▶ **Aim**
Could you put every line of the records below into a Markdown table with the columns Row and Line, numbering the rows and skipping any blank lines?

▶ **Entries from a dataset**
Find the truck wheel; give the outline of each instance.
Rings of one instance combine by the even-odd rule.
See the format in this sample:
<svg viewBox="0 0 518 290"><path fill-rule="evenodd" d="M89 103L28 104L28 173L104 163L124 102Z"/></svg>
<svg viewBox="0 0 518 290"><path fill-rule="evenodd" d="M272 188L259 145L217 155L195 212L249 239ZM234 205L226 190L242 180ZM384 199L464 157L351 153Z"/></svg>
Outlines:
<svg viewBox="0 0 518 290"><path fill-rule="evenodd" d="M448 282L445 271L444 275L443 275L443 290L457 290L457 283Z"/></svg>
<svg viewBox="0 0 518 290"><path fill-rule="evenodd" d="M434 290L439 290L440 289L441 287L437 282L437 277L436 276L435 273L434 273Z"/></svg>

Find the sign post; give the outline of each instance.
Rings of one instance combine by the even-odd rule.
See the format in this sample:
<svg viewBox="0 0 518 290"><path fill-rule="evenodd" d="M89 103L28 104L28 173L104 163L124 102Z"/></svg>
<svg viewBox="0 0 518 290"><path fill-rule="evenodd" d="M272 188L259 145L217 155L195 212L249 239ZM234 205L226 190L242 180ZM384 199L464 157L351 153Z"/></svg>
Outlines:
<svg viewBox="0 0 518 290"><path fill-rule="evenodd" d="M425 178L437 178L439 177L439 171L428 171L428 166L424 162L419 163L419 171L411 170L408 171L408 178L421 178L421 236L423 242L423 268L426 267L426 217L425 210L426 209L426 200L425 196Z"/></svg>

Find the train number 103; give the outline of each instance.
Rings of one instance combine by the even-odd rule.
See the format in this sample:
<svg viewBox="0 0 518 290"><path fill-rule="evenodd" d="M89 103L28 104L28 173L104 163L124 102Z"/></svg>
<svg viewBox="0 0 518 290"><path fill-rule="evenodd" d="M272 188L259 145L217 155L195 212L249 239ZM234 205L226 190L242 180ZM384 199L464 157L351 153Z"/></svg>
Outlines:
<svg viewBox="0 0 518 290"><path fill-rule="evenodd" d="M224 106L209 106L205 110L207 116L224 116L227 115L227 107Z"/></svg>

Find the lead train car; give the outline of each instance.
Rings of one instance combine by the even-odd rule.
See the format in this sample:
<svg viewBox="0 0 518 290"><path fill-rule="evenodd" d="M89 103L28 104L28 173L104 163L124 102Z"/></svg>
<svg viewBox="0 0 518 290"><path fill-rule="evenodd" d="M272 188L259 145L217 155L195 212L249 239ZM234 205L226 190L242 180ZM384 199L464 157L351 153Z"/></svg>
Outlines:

▶ **Output for this exercise**
| Row | Line |
|---|---|
| 1 | Find the truck wheel; give the outline of each instance. |
| 2 | Rings of one instance combine by the even-odd rule. |
| 3 | See the format in this sample: |
| 4 | <svg viewBox="0 0 518 290"><path fill-rule="evenodd" d="M89 103L28 104L28 173L104 163L124 102Z"/></svg> |
| 5 | <svg viewBox="0 0 518 290"><path fill-rule="evenodd" d="M272 188L259 145L217 155L195 212L249 239ZM234 205L226 190L242 180ZM384 199L464 157L351 153Z"/></svg> |
| 6 | Outlines: |
| 7 | <svg viewBox="0 0 518 290"><path fill-rule="evenodd" d="M448 282L445 271L444 275L443 275L443 290L457 290L457 283Z"/></svg> |
| 8 | <svg viewBox="0 0 518 290"><path fill-rule="evenodd" d="M434 290L439 290L440 289L441 287L437 282L437 277L436 276L435 273L434 273Z"/></svg> |
| 9 | Find the sign post; give the outline of each instance. |
| 10 | Rings of one instance combine by the even-odd rule. |
| 11 | See the format in this sample: |
| 12 | <svg viewBox="0 0 518 290"><path fill-rule="evenodd" d="M89 103L28 104L28 173L104 163L124 102Z"/></svg> |
| 13 | <svg viewBox="0 0 518 290"><path fill-rule="evenodd" d="M272 188L259 145L217 155L195 212L249 239ZM234 205L226 190L242 180ZM384 199L464 157L351 153Z"/></svg> |
| 14 | Outlines: |
| 15 | <svg viewBox="0 0 518 290"><path fill-rule="evenodd" d="M425 178L437 178L439 177L439 171L428 171L428 166L424 162L419 163L419 171L411 170L408 171L408 178L421 178L421 236L423 242L423 268L426 267L426 217L425 210L426 209L426 200L425 196Z"/></svg> |
| 16 | Find the train number 103; give the outline of each instance. |
| 17 | Rings of one instance combine by the even-odd rule. |
| 18 | See the format in this sample: |
| 19 | <svg viewBox="0 0 518 290"><path fill-rule="evenodd" d="M89 103L28 104L28 173L104 163L124 102Z"/></svg> |
| 20 | <svg viewBox="0 0 518 290"><path fill-rule="evenodd" d="M272 188L259 145L217 155L195 212L249 239ZM234 205L226 190L242 180ZM384 199L464 157L351 153Z"/></svg> |
| 21 | Outlines: |
| 22 | <svg viewBox="0 0 518 290"><path fill-rule="evenodd" d="M224 106L209 106L205 110L207 116L224 116L227 115L227 107Z"/></svg> |
| 23 | Find the lead train car; give the outline of each instance. |
| 24 | Rings of one instance combine by the even-odd rule. |
| 25 | See the format in this sample: |
| 26 | <svg viewBox="0 0 518 290"><path fill-rule="evenodd" d="M89 103L28 104L28 173L104 163L124 102Z"/></svg> |
| 27 | <svg viewBox="0 0 518 290"><path fill-rule="evenodd" d="M272 188L259 145L217 155L195 212L249 239ZM234 205L226 190L242 180ZM384 199L464 157L351 153Z"/></svg> |
| 28 | Outlines: |